**GIVEN PASSAGE**
You need a guy like Mikey in the Life cereal commercials. If Mikey can negotiate features and use them with some degree of ease, you're not going to get allot of complaints about documentation or loose customers who perceive Media Center as too complicated. To support this criticism, I offer the following:
I've been playing with panel and trying to figure out why my playlists and smartlist were not appearing. With much effort searching for instructions, and then trying to use the instructions, I've been able to somewhat get his working, however, unless I did this regularly, I would never remember how it's done. The settings are very complicated and in a language that is not intuitive for a person who does not eat and breath Media Center at low levels. The developers did a wonderful job providing the functionality. What's missing is the presentation to make it useable for end users. Someone who is not intimate with the settings and structure should try it and see for themselves. It all works perfectly when done properly but getting there is certainly an investment of time, and I got to believe too difficult for some. I assume there is a complicated reason why playlists and smartlists from the client aren't carried over to panel by default, but that feature would be very sweet. Every time I make some kind of list, I need to go do something again for it to appear in Panel and it's not something like just checking a box. If playlist can't be carried over by default, simplifying how to get them there and presenting the options in plain language would add a lot of value. In the business world I came from, this functionality would have to be configured in house by a trained lower level technical person, not a end user.

**WHAT TO DO**
Answer these questions using the Media Center post:
1. Which commercials is Mikey from?
2. What was the writer trying to figure out while playing with panel?
3. In the business world the writer came from, who would have had to configure this functionality?

(Entries from a pointing dataset)
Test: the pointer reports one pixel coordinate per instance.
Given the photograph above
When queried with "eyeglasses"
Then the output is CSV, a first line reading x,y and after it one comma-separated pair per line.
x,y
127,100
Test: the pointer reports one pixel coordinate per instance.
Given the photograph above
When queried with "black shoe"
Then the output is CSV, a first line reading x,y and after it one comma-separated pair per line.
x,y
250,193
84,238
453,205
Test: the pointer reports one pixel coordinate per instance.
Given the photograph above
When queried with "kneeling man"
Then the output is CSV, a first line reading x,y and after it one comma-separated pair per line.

**FINAL ANSWER**
1. The Life cereal commercials.
2. Why the playlists and smartlist were not appearing.
3. A trained lower level technical person, not an end user.